> [What to produce]
Set out the lines of the records below as a numbered list, omitting any blank lines.

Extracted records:

= = = = = = =

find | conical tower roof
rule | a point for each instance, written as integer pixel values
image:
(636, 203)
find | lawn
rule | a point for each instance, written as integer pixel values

= = = = = = =

> [Output]
1. find | conical tower roof
2. rule | a point for each instance, written as integer pixel values
3. image:
4. (636, 203)
5. find | lawn
6. rule | a point for each instance, written as integer pixel values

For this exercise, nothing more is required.